EXCERPTED TEXT:
General characteristics
- Tonnage: 167 GRT
- Length: 107 ft 6 in (32.77 m)
- Beam: 22 ft 8 in (6.91 m)
- Draught: 11 ft 5 in (3.48 m)
- Speed: 11 knots
- Complement: 14

= USS Advance (YT-28) =

Patrol vessel of the United States Navy

USS Advance (YT-28) was an acquired by the United States Navy for the task of patrolling American coastal waters during the First World War.

In June or July 1918, the fourth vessel to be named Advance (Id. No. 3057) by the Navy—a tug built in 1912 at Solomons Island, Maryland, by M. M. Davis—was acquired by the Navy from A. J. Taylor & Bros., Washington, D.C., and was placed in commission on 27 July 1918.

==World War I service as a patrol craft==
For the duration of World War I, she served as a patrol vessel assigned to the 5th Naval District and was based at Norfolk, Virginia. Following the end of hostilities, she became a harbor tug at Norfolk and remained so employed for the rest of her Navy career.

==Redesignated as a tugboat==
She was designated YT-28 on 17 July 1920 when the Navy adopted the alphanumeric system of hull designations. Advance remained active at Norfolk until 7 June 1933, when she was decommissioned and berthed at the Philadelphia Navy Yard.

==Decommissioning==
Her name was struck from the Navy Directory on 12 December 1933; and she was sold to Mr. Martin J. Carroll, Brooklyn, New York, on 14 June 1934.

INFORMATION SHOWN:
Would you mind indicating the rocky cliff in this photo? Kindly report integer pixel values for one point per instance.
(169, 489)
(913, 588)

EXERCISE DIRECTIONS: List every date in the USS Advance text that gives a day, month, and year. The listing after the text is separate material unrelated to the USS Advance text.

FINISHED TASK: 27 July 1918, 17 July 1920, 7 June 1933, 12 December 1933, 14 June 1934